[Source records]

▼▼▼

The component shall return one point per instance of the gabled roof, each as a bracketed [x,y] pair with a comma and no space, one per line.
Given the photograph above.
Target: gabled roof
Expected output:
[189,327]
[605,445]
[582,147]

▲▲▲

- _PROBLEM DESCRIPTION_: Copy out exactly the lines that run from the one holding "Given the photograph above." through the end of the data above.

- _RESPONSE TO THIS TASK_:
Given the photograph above.
Target: gabled roof
Expected output:
[189,327]
[605,445]
[582,147]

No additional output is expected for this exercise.